**待解问题:**
1. 请把 Unity 随机散步示例中“public void MoveTo”与“public void Walk()”之间的文字照原样抄录下来，首尾两处也包括在内。
2. 请从 Unity 随机散步示例最后一行之后接着往下写。

═══ 原文

需要引用前一篇中的 FrameManager.cs 以及 FrameItem.cs 类，可以查看源代码文件。

测试用例代码如下， RoleItem.cs 代码：

using UnityEngine;
using System.Collections;

public class RoleItem : MonoBehaviour 
{
	private float xPosition;
	private float yPosition;
	private float minRange;
	private float maxRange;
	private float speed;

	public void Init(float xPosition, float yPosition, float minRange, float maxRange, float speed)
	{
		this.xPosition = xPosition;
		this.yPosition = yPosition;
		this.minRange = minRange;
		this.maxRange = maxRange;
		this.speed = speed;

		this.transform.localPosition = new Vector3 (xPosition, 0f, yPosition);
	}

	public void MoveTo (Vector3 targetPosition, System.Action callback)
	{
		this.renderer.material.color = Color.white;
		MoveManager.Register (this.gameObject, targetPosition, speed, (GameObject gameObject) =>
		{
			this.renderer.material.color = Color.red;

			MoveManager.UnRegister(this.gameObject);
			if(callback != null) callback();
		});
	}


	public void Walk()
	{
		// 获取随机范围
		Vector3 targetPosition = this.GetWalkPosition(this.xPosition, this.yPosition, this.minRange, this.maxRange);
		// 调用 移动 AI
		this.MoveTo (targetPosition, () =>
		{
			this.StartCoroutine(this.WalkEnumerator());
		});
	}
	
	private IEnumerator WalkEnumerator()
	{
		yield return new WaitForSeconds (1f);
		// 调用 散步 AI
		this.Walk ();
	}

	public Vector3 GetWalkPosition(float xPosition, float yPosition, float minRange, float maxRange)
	{
		float xOdds = UnityEngine.Random.Range (-1f, 1f);
		float yOdds = UnityEngine.Random.Range (-1f, 1f);
		float xRange = UnityEngine.Random.Range (minRange, maxRange) * (xOdds > 0 ? 1 : -1);
		float yRange = UnityEngine.Random.Range (minRange, maxRange) * (yOdds > 0 ? 1 : -1);
		
		return new Vector3(xPosition + xRange, 0f, yPosition + yRange);
	}
}

Demo.cs 代码：

using UnityEngine;
using System.Collections;
using System.Collections.Generic;

public class Demo : MonoBehaviour 
{
	public GameObject roleObject;
	private List<RoleItem> itemList;

	void Awake()

══════
═══ 所给资料

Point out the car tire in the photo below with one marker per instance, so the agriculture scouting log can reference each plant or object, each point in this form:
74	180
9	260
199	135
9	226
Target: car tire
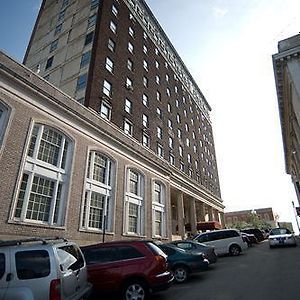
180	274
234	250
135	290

══════
═══ 所给资料

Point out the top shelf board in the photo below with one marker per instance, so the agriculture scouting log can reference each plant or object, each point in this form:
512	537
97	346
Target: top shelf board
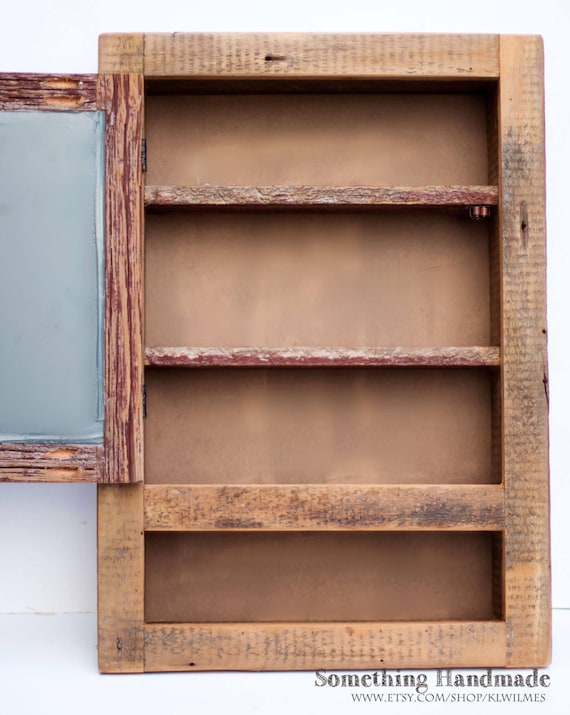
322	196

══════
═══ 所给资料

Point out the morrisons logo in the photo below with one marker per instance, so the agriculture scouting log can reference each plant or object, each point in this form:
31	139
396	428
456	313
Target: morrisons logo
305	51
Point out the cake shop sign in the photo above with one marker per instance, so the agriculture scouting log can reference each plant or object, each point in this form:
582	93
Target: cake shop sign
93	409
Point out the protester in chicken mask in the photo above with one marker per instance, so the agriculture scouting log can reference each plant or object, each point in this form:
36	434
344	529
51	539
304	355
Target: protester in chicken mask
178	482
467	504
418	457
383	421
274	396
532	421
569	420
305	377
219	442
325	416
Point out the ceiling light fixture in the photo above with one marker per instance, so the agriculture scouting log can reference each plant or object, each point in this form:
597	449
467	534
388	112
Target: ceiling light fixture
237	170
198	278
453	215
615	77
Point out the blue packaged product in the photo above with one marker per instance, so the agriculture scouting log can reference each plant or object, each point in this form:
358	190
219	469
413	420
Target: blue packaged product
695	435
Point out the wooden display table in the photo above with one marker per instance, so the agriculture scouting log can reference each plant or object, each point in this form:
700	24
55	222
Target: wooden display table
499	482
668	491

══════

**各题答案:**
1.
public void MoveTo (Vector3 targetPosition, System.Action callback)
	{
		this.renderer.material.color = Color.white;
		MoveManager.Register (this.gameObject, targetPosition, speed, (GameObject gameObject) =>
		{
			this.renderer.material.color = Color.red;

			MoveManager.UnRegister(this.gameObject);
			if(callback != null) callback();
		});
	}


	public void Walk()

2.
	{
		this.itemList = new List<RoleItem> ();

		GameObject objectItem = null;
		RoleItem roleItem = null;

		for(int index = 0; index < 500; index ++)
		{
			objectItem = GameObject.Instantiate(this.roleObject) as GameObject;
			roleItem = objectItem.AddComponent<RoleItem>();
			roleItem.Init(Random.Range(-50, 50), Random.Range(-50, 50), Random.Range(5, 50), Random.Range(5, 50), Random.Range(5, 15));

			this.itemList.Add(roleItem);
		}

		this.StartCoroutine (this.AwakeEnumerator());
	}

	private IEnumerator AwakeEnumerator()
	{
		yield return new WaitForSeconds (3f);

		int length = this.itemList.Count;
		for(int index = 0; index < length; index ++)
		{
			this.itemList[index].Walk();
		}
	}

	void Update()
	{
		FrameManager.Run ();
	}
}

例子中，我们定义了 500 个对象随机移动，他们每次移动都是由一个 Update 函数驱动，这样就确保了移动步伐的统一，虽然他们的移动步长会有所不同，可能移动得快，可能移动得慢，但是它们代码执行的顺序都是相同的。并且当移动对象停止的时候，这个移动对象的 Update 函数就不会被调用了。